TEXTO DE ORIGEN:
■ ■ ■ ■
España sufre: Hacia el colapso del sistema parlamentario



Las dos 'Españas' frente a frente. La que busca encarar los problemas y la que quiere que todo siga igual. Si no hay pactos, eso solo puede conducir al colapso parlamentario




Foto: El candidato a la Presidencia del Gobierno, Pedro Sánchez. (EFE)

El candidato a la Presidencia del Gobierno, Pedro Sánchez. (EFE)


Ahora que se cumple un siglo de la muerte de Galdós, instrumentalizado ayer de forma obscena, no estará de más volver a leer algunas de las últimas líneas de Cánovas, uno de sus más ácidos 'Episodios Nacionales'. "La paz, hijo mío, es don del cielo. Pero la paz", sostenía el escritor canario, "es un mal si representa la pereza de una raza y su incapacidad para dar práctica solución a los fundamentales empeños del comer y del pensar".


Galdós se refería (otros lo han llamado la paz de los cementerios) a la incuria que se había adueñado del país durante la Restauración canovista, y que él llamó "los tiempos bobos", que definió como "los años y lustros de atonía, de lenta parálisis". Esos años, en definitiva, en los que los políticos (sic) "se constituyeron en casta, dividiéndose hipócritas en dos bandos igualmente dinásticos e igualmente estériles, sin otro móvil que tejer y destejer la jerga de sus provechos particulares en el telar burocrático".
■ ■ ■ ■
DATOS:
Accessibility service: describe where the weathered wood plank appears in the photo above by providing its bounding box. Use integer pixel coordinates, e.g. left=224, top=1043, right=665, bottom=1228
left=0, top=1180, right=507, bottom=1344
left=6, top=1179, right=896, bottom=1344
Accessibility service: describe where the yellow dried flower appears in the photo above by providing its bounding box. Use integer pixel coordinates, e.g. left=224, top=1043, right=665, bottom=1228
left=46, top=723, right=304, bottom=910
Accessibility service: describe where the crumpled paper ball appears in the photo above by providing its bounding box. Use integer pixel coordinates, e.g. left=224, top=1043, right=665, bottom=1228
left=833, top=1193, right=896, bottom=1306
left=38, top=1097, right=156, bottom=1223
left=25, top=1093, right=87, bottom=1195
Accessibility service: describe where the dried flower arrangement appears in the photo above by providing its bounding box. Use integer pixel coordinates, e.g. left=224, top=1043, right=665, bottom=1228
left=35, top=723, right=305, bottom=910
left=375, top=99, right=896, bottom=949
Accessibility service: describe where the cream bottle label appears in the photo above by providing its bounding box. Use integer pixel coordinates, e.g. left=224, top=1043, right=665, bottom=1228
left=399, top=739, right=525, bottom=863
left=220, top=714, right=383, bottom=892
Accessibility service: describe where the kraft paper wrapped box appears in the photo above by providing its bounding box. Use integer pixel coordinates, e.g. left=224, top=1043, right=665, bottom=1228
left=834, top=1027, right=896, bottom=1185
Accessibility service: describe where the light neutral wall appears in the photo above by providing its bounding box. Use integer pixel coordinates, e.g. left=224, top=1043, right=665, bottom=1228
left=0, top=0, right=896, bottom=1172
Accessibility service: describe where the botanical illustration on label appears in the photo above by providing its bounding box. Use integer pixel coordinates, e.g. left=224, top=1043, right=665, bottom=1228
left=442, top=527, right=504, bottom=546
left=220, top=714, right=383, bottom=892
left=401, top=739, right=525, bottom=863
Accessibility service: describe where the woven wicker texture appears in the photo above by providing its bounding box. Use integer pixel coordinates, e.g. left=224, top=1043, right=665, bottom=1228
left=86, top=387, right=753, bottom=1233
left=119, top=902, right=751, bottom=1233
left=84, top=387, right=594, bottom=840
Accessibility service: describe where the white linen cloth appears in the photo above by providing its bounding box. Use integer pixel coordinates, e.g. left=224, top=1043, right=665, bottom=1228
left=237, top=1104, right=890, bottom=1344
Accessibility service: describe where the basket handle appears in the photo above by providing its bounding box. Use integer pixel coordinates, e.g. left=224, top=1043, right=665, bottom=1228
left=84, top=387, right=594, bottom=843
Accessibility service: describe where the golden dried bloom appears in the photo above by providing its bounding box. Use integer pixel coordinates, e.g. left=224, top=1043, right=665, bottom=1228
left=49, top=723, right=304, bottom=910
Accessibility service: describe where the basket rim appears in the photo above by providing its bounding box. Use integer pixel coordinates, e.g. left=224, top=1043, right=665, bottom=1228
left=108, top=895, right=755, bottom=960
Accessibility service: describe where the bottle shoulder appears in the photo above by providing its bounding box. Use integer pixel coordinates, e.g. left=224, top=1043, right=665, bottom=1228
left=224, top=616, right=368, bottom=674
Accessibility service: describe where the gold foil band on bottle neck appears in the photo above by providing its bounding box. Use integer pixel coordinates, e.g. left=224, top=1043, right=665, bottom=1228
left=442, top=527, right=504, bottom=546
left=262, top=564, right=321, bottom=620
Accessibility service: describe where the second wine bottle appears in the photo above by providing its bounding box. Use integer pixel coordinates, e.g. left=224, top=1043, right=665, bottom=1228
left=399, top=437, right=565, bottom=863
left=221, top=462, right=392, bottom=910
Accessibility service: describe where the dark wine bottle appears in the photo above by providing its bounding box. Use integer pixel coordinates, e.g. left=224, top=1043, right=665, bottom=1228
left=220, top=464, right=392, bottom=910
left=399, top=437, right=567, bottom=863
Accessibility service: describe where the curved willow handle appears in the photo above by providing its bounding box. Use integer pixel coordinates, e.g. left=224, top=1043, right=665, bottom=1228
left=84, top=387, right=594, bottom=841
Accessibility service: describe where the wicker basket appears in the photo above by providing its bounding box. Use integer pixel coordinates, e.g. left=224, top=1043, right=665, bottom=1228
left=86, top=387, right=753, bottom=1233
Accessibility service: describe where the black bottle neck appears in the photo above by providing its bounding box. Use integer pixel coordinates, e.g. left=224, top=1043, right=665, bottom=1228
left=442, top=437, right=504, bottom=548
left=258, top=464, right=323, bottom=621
■ ■ ■ ■
ENUNCIADO:
Por favor, extrae íntegro y sin ningún cambio el texto sobre el colapso del sistema parlamentario.

RESPUESTA:
España sufre: Hacia el colapso del sistema parlamentario



Las dos 'Españas' frente a frente. La que busca encarar los problemas y la que quiere que todo siga igual. Si no hay pactos, eso solo puede conducir al colapso parlamentario




Foto: El candidato a la Presidencia del Gobierno, Pedro Sánchez. (EFE)

El candidato a la Presidencia del Gobierno, Pedro Sánchez. (EFE)


Ahora que se cumple un siglo de la muerte de Galdós, instrumentalizado ayer de forma obscena, no estará de más volver a leer algunas de las últimas líneas de Cánovas, uno de sus más ácidos 'Episodios Nacionales'. "La paz, hijo mío, es don del cielo. Pero la paz", sostenía el escritor canario, "es un mal si representa la pereza de una raza y su incapacidad para dar práctica solución a los fundamentales empeños del comer y del pensar".


Galdós se refería (otros lo han llamado la paz de los cementerios) a la incuria que se había adueñado del país durante la Restauración canovista, y que él llamó "los tiempos bobos", que definió como "los años y lustros de atonía, de lenta parálisis". Esos años, en definitiva, en los que los políticos (sic) "se constituyeron en casta, dividiéndose hipócritas en dos bandos igualmente dinásticos e igualmente estériles, sin otro móvil que tejer y destejer la jerga de sus provechos particulares en el telar burocrático".